Excerpt provided:

This shift toward individual spirituality is not inherently trivial or shallow but reflects a deep and genuine search for meaning in a world where traditional religious forms no longer hold the same sway. While some forms of this new spirituality can be superficial, many others are part of a profound quest for spiritual depth that can lead to serious religious engagement.
The chapter also addresses the decline in traditional religious practice in Western societies and the rise of secularization, particularly in Europe. However, this secularization is not a simple decline in belief but rather a complex reconfiguration of religious life. Even as institutional religion loses its grip, many people still maintain a vicarious religion, where they retain a connection to religious traditions without active participation.
Chapter 14 concludes that while traditional Christendom is in retreat, this does not necessarily mean the end of religious life. Instead, new forms of spiritual practice and religious community emerge, shaped by the ethic of authenticity and the search for personal meaning in a pluralistic world. A diversity of spiritual practices marks this new landscape, including those that draw on traditional religious forms innovatively, and a growing openness to inter-religious dialogue and ecumenism.
The big-picture themes that emerge across these chapters revolve around the dynamic transformation from hierarchical, community-oriented religious structures to more individualized and pluralistic forms of spirituality and The Search for Meaning and Moral Order in a Secular Age.
An important contrast in this section is that in the ancien régime, religion was interwoven with hierarchical social structures and political authority, providing a unified framework for moral order and meaning. However, in the modern Age of Mobilization, these structures became more voluntary and decentralized, reflecting the rise of denominations and religious affinity groups. This marks a shift from a collective, communal experience of religion to a more individualistic and choice-driven form of spirituality. Through this analysis, Part 4 illustrates how communities form and how individuals find their place within them.
The Age of Authenticity represents an even more profound shift, where the emphasis moves from external authority to internal self-expression. Taylor’s point is that this is a fundamental transformation in what people consider “the good” and how they pursue it. The new ethos of authenticity encourages people to explore and create their paths to fulfillment, which resonates with contemporary values but also leads to fragmentation and instability. This challenges the foundations of communal life and introduces new tensions in how societies can sustain a shared moral order. A common religious framework no longer mediates The Search for Meaning and Moral Order in a secular age but becomes a more personal, often solitary quest. This redefines how individuals engage with one another and with broader societal norms.

Instructions:
1 - Transcribe the part of the excerpt on religion in a secular age beginning with "The chapter also" and continuing through "without active participation.".
2 - In the records, repeat word for word the lines beginning with the line that contains "Locate every shrub" and continuing through the line that contains "299, 131, 509, 346".

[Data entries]
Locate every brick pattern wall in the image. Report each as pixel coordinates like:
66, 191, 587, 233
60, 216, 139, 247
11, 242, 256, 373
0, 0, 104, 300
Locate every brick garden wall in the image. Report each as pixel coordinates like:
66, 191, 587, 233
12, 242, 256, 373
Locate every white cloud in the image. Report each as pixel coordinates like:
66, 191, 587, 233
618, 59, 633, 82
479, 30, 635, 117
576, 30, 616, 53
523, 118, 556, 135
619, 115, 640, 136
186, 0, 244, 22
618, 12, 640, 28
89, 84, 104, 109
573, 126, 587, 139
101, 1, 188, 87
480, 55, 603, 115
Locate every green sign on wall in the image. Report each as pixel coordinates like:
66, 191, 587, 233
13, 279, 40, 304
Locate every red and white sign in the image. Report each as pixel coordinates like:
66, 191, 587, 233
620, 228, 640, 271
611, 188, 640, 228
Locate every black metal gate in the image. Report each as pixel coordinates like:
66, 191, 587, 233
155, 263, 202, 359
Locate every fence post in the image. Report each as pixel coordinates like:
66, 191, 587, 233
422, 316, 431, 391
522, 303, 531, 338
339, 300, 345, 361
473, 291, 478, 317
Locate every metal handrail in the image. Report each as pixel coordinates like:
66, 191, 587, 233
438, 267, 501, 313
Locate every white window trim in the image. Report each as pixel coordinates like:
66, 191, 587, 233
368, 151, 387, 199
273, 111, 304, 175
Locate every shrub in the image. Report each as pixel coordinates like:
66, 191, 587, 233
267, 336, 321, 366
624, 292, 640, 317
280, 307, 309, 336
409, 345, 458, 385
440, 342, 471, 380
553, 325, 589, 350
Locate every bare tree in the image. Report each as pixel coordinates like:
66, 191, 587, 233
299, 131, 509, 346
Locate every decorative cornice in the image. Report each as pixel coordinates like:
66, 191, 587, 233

Answers in order:
1 -
The chapter also addresses the decline in traditional religious practice in Western societies and the rise of secularization, particularly in Europe. However, this secularization is not a simple decline in belief but rather a complex reconfiguration of religious life. Even as institutional religion loses its grip, many people still maintain a vicarious religion, where they retain a connection to religious traditions without active participation.

2 -
Locate every shrub in the image. Report each as pixel coordinates like:
66, 191, 587, 233
267, 336, 321, 366
624, 292, 640, 317
280, 307, 309, 336
409, 345, 458, 385
440, 342, 471, 380
553, 325, 589, 350
Locate every bare tree in the image. Report each as pixel coordinates like:
66, 191, 587, 233
299, 131, 509, 346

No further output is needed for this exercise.